** Opening The input block **

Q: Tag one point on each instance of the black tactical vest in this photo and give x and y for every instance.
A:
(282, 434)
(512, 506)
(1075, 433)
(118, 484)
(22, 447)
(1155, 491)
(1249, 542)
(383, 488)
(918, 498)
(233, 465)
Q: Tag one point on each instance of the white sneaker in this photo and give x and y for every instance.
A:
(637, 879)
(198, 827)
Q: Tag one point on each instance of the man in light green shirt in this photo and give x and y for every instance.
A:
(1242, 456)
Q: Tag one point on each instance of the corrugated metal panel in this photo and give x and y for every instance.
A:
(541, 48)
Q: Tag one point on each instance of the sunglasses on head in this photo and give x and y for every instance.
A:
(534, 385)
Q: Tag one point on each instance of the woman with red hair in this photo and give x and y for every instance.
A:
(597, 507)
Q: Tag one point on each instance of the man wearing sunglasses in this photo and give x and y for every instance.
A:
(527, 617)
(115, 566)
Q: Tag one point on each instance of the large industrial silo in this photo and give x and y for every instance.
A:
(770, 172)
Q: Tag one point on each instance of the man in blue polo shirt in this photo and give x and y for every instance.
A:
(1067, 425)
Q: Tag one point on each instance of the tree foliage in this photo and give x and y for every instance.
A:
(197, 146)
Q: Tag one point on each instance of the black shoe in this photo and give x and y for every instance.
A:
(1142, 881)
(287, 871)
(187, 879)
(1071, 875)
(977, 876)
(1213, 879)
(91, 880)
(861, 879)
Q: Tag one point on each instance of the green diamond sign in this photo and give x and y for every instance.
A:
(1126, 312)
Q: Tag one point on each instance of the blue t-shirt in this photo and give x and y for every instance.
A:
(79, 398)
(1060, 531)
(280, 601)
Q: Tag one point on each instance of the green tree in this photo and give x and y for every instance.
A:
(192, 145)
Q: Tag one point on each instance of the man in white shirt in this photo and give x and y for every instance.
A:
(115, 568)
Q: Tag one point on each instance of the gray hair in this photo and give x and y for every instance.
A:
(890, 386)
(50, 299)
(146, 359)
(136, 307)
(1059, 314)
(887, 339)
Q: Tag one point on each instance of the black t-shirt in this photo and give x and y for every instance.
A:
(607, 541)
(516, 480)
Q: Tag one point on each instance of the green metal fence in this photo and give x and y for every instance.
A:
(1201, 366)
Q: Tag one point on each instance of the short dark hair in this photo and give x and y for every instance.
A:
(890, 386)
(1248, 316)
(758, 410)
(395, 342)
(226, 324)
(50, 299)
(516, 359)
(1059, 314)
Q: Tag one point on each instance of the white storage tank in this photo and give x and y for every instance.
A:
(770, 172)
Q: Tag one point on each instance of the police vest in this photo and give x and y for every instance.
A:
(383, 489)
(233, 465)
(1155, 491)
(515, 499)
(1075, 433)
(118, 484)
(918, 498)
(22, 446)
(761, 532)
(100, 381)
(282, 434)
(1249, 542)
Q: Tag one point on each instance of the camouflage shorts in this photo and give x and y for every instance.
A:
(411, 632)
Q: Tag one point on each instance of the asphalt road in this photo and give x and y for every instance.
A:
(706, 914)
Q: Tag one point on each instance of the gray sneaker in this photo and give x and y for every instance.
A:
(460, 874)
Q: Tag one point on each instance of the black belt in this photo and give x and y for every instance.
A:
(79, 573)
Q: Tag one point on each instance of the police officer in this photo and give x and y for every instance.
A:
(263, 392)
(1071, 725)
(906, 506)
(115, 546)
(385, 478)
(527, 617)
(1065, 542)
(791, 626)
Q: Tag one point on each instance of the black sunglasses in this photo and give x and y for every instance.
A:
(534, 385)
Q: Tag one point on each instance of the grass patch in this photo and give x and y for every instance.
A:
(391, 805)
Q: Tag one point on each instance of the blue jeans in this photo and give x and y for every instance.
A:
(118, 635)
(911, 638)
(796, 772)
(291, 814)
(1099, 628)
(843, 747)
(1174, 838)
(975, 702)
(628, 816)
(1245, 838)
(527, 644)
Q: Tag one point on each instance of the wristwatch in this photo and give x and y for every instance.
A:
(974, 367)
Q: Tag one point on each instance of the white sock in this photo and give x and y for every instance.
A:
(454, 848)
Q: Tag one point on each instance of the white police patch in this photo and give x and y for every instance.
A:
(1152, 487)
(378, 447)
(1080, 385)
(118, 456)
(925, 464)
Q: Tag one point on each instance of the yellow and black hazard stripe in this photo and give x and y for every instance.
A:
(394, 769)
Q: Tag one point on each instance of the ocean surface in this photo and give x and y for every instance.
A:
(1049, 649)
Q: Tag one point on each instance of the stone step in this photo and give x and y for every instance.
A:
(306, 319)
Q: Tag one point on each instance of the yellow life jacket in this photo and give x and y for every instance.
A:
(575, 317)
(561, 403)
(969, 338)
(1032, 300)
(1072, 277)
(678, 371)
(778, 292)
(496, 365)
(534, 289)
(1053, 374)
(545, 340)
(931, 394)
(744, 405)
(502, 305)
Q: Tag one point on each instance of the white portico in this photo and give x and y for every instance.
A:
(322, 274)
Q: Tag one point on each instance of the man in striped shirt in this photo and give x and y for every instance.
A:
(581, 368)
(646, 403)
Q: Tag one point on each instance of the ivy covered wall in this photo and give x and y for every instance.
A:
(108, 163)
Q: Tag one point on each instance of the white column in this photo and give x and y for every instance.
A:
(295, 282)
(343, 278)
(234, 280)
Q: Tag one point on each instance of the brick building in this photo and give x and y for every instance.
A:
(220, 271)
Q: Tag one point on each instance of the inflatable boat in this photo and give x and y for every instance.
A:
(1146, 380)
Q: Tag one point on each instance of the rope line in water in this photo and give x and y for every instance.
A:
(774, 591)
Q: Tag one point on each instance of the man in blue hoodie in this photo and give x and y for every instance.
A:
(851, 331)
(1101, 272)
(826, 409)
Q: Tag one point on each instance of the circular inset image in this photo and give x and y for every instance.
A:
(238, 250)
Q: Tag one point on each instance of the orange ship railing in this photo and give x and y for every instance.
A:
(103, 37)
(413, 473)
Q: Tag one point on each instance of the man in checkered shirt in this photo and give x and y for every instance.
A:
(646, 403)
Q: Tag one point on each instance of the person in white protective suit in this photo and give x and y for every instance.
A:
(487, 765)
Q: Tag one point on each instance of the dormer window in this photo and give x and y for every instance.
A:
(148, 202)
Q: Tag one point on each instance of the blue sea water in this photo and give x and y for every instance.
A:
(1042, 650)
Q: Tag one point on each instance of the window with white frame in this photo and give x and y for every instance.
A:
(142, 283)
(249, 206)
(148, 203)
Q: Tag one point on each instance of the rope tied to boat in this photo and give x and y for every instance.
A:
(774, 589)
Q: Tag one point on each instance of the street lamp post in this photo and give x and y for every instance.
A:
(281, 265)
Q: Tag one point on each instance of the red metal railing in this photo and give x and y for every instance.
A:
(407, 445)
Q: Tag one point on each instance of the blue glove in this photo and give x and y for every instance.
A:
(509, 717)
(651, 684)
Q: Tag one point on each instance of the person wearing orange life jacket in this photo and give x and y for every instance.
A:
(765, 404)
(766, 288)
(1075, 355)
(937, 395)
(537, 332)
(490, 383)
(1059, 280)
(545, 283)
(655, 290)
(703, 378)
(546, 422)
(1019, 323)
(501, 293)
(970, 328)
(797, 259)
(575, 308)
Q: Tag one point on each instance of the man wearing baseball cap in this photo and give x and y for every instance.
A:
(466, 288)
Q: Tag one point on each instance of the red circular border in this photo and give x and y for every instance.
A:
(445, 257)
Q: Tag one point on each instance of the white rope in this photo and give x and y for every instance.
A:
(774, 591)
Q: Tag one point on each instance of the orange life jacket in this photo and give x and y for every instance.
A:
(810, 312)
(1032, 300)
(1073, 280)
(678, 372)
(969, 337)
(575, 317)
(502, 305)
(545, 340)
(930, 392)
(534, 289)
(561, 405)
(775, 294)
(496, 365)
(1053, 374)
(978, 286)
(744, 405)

** Closing The input block **

Work instructions >> Show the lines above that include "railing".

Solution to this exercise >>
Q: Tag one point on each instance of the orange ship railing in this photo and give x and y for every instance.
Q: Tag one point on each instance of the red metal railing in this photo and give x and y for every instance.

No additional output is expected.